Collect every line of the material below that contains the word "handle", and copy each one in full.
— Start Supplied information —
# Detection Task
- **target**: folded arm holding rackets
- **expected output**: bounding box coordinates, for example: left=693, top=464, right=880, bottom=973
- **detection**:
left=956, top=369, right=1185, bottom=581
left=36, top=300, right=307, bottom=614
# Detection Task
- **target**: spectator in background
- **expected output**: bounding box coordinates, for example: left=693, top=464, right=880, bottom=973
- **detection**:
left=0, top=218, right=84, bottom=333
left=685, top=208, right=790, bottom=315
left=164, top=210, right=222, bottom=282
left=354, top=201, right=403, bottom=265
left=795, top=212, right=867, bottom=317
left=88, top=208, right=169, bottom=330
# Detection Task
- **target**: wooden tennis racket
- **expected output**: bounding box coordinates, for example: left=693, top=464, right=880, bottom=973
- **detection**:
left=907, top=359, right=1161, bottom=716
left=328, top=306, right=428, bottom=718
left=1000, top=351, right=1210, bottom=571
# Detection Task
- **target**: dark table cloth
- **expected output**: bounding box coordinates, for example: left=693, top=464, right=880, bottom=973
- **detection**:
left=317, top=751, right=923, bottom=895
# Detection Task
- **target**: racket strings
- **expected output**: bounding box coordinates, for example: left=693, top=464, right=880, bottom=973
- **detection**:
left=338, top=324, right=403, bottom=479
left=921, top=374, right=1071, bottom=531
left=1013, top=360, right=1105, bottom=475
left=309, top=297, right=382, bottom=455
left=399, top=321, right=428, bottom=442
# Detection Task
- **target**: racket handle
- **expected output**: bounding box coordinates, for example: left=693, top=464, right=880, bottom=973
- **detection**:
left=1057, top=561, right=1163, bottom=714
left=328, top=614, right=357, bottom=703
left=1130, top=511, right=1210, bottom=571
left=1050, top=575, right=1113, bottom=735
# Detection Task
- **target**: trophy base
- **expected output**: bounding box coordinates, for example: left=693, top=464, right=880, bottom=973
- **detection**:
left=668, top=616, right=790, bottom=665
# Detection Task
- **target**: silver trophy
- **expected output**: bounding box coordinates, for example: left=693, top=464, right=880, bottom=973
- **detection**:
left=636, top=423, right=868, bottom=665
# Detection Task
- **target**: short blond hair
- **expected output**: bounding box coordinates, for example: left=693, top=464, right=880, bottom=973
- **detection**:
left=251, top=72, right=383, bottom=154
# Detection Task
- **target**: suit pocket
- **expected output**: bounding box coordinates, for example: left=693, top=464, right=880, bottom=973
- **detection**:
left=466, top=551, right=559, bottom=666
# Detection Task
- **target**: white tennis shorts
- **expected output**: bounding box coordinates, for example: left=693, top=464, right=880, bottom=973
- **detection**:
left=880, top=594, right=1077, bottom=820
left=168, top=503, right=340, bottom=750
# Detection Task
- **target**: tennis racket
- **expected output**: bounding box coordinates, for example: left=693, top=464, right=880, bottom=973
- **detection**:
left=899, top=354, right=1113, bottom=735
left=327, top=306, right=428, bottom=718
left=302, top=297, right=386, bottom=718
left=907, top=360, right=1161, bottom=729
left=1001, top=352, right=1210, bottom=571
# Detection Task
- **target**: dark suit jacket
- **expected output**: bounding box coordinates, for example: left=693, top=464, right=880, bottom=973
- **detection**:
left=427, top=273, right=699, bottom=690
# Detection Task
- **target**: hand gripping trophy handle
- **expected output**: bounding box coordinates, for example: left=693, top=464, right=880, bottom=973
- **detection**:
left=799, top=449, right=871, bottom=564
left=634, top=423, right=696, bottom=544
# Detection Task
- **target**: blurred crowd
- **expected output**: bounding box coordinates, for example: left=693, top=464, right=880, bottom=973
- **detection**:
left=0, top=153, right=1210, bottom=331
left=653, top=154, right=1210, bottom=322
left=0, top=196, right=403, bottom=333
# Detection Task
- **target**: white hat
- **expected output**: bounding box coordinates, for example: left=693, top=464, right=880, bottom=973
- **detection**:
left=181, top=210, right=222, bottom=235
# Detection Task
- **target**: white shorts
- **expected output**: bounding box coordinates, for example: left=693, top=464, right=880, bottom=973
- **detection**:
— End Supplied information —
**Exercise solution:**
- **target**: racket handle
- **target**: hand gripping trophy handle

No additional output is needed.